[Entries from a dataset]
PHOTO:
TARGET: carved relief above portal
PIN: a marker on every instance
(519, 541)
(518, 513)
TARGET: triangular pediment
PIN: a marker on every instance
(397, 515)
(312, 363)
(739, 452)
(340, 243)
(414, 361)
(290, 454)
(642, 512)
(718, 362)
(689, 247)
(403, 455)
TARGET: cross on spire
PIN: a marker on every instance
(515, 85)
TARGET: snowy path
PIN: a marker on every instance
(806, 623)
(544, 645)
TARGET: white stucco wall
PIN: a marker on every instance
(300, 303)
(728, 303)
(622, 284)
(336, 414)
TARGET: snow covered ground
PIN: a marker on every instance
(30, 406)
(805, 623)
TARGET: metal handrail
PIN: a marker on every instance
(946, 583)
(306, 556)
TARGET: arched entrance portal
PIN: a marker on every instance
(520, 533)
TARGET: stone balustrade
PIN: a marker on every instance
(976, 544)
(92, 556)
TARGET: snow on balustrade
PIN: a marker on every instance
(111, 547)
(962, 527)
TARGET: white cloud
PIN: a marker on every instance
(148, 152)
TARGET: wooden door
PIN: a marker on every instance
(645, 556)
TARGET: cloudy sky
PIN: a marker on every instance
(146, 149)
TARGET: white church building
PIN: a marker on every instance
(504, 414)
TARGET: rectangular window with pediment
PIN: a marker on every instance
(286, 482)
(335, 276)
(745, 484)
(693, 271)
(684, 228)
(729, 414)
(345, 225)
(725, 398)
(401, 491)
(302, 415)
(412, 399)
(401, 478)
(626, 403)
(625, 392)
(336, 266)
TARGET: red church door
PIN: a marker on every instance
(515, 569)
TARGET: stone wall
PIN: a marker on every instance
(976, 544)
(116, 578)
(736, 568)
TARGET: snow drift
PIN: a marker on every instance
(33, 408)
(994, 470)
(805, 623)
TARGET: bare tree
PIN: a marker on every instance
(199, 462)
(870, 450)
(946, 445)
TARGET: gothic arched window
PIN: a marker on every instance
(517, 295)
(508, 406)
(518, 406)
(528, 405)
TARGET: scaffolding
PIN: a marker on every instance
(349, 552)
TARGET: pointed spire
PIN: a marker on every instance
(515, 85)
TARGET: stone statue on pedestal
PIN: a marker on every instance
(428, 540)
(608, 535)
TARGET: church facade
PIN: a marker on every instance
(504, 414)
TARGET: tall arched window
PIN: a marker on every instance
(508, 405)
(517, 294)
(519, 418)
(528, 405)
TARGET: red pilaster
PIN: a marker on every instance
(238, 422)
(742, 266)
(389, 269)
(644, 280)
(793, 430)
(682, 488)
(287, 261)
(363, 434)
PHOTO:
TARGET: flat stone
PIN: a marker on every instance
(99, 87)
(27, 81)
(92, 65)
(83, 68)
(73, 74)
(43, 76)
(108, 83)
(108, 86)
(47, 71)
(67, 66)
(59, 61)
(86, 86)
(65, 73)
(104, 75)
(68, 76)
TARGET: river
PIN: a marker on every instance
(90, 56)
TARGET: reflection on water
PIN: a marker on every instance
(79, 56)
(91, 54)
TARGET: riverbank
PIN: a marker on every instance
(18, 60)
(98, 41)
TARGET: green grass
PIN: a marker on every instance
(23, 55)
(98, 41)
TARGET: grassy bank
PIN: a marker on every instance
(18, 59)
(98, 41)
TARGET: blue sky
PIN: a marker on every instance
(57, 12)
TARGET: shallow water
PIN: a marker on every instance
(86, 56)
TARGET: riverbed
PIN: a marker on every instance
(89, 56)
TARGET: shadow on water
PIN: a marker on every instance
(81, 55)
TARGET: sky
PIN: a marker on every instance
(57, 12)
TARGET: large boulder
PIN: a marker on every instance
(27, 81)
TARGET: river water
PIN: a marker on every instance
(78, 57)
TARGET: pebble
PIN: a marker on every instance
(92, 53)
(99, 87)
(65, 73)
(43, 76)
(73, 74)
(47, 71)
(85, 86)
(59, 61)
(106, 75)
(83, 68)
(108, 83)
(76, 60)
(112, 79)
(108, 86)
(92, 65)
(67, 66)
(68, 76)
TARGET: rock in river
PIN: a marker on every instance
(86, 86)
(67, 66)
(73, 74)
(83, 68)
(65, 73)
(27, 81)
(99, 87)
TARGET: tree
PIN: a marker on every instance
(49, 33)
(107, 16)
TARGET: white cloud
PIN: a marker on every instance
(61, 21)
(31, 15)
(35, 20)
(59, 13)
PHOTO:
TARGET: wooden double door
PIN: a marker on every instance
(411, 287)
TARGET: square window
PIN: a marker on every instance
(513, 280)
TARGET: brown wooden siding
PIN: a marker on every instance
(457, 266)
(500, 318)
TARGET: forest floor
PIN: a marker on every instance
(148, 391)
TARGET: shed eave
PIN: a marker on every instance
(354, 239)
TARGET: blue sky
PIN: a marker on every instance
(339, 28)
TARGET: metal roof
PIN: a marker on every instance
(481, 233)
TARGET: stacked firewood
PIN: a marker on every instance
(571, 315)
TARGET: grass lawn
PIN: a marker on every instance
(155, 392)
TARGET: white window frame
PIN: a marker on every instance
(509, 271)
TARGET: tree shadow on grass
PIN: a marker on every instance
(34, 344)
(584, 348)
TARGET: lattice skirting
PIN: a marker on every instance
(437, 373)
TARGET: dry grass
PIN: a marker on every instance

TASK PROMPT: Rewrite all of the rows above so that "a marker on every instance" becomes "one point per instance" wherever it appears, and leave everything else unchanged.

CORRECT ANSWER:
PHOTO:
TARGET: carved relief above portal
PIN: one point per instance
(519, 541)
(518, 513)
TARGET: triangular pediment
PIN: one point per instance
(397, 515)
(312, 363)
(739, 452)
(340, 243)
(414, 361)
(290, 454)
(642, 512)
(718, 362)
(689, 247)
(403, 455)
TARGET: cross on spire
PIN: one point per instance
(515, 85)
TARGET: snowy path
PIN: one point per instance
(806, 623)
(544, 645)
TARGET: white stucco wall
PIN: one point per instance
(300, 303)
(728, 303)
(622, 284)
(336, 414)
TARGET: snow covered ground
PIN: one point per instance
(30, 406)
(805, 623)
TARGET: metal handrail
PIN: one point per instance
(946, 583)
(306, 556)
TARGET: arched entrance portal
PIN: one point per instance
(520, 533)
TARGET: stone balustrade
PIN: one point per instance
(976, 544)
(92, 556)
TARGET: snow on balustrade
PIN: one point per instance
(111, 547)
(962, 527)
TARGET: white cloud
PIN: one point per instance
(148, 152)
TARGET: wooden door
PIN: one point per instance
(645, 556)
TARGET: cloudy sky
PIN: one point per instance
(146, 149)
TARGET: white church building
PIN: one point per instance
(504, 414)
TARGET: rectangular window with pediment
PIN: one point per instance
(286, 482)
(335, 276)
(745, 484)
(693, 271)
(684, 228)
(729, 414)
(345, 225)
(725, 398)
(401, 491)
(302, 415)
(412, 399)
(401, 478)
(626, 403)
(625, 392)
(336, 266)
TARGET: red church door
PIN: one point per instance
(515, 569)
TARGET: stone wall
PIN: one point per instance
(976, 544)
(116, 578)
(736, 568)
TARGET: snow drift
PIN: one point per instance
(33, 408)
(994, 470)
(805, 623)
TARGET: bare tree
PIN: one point per instance
(199, 462)
(870, 450)
(946, 445)
TARGET: gothic arched window
PIN: one point per instance
(517, 295)
(508, 406)
(518, 406)
(528, 405)
TARGET: scaffolding
PIN: one point per instance
(349, 552)
TARGET: pointed spire
PIN: one point per instance
(515, 85)
TARGET: stone statue on pedestal
PIN: one point per instance
(428, 540)
(608, 535)
TARGET: church facade
PIN: one point per instance
(504, 414)
TARGET: tall arched window
PIN: one point per instance
(508, 405)
(517, 294)
(519, 418)
(528, 405)
TARGET: red pilaster
PIN: one point per instance
(238, 422)
(742, 266)
(389, 269)
(644, 280)
(793, 430)
(682, 488)
(287, 261)
(363, 434)
PHOTO:
TARGET: flat stone
PIN: one point per instance
(99, 87)
(27, 81)
(92, 65)
(83, 68)
(73, 74)
(43, 76)
(108, 83)
(108, 86)
(47, 71)
(67, 66)
(59, 61)
(86, 86)
(65, 73)
(104, 75)
(68, 76)
TARGET: river
PIN: one point per instance
(90, 56)
TARGET: reflection on water
PIN: one point per instance
(79, 56)
(91, 54)
TARGET: riverbank
PIN: one point per instance
(18, 60)
(98, 41)
TARGET: green grass
PIN: one point per instance
(23, 55)
(98, 41)
TARGET: grassy bank
PIN: one point per instance
(18, 59)
(98, 41)
TARGET: blue sky
PIN: one point per instance
(57, 12)
TARGET: shallow water
PIN: one point per instance
(86, 56)
TARGET: riverbed
PIN: one point per instance
(89, 56)
TARGET: shadow on water
PIN: one point per instance
(81, 55)
TARGET: sky
PIN: one point per instance
(57, 12)
TARGET: large boulder
PIN: one point per instance
(27, 81)
TARGET: river water
PIN: one point per instance
(78, 57)
TARGET: pebble
PIN: one point per instance
(92, 53)
(99, 87)
(65, 73)
(43, 76)
(73, 74)
(47, 71)
(85, 86)
(59, 61)
(106, 75)
(83, 68)
(108, 83)
(76, 60)
(112, 79)
(108, 86)
(92, 65)
(67, 66)
(68, 76)
TARGET: rock in river
PIN: one point per instance
(86, 86)
(67, 66)
(73, 74)
(83, 68)
(65, 73)
(27, 81)
(99, 87)
TARGET: tree
PIN: one point per instance
(49, 33)
(107, 16)
TARGET: white cloud
PIN: one point per instance
(61, 21)
(31, 15)
(35, 20)
(59, 13)
PHOTO:
TARGET: wooden double door
PIN: one point per instance
(411, 287)
TARGET: square window
PIN: one point per instance
(513, 280)
TARGET: brown wooden siding
PIN: one point per instance
(457, 266)
(500, 318)
TARGET: forest floor
PIN: one point per instance
(148, 391)
TARGET: shed eave
PIN: one point per instance
(354, 239)
TARGET: blue sky
PIN: one point per instance
(339, 28)
TARGET: metal roof
PIN: one point per instance
(481, 233)
TARGET: stacked firewood
PIN: one point per instance
(571, 315)
TARGET: grass lawn
PIN: one point per instance
(155, 392)
TARGET: white window frame
PIN: one point per instance
(509, 271)
TARGET: tree shadow on grass
PIN: one point per instance
(34, 344)
(584, 348)
TARGET: lattice skirting
PIN: one point per instance
(437, 373)
TARGET: dry grass
PIN: one point per instance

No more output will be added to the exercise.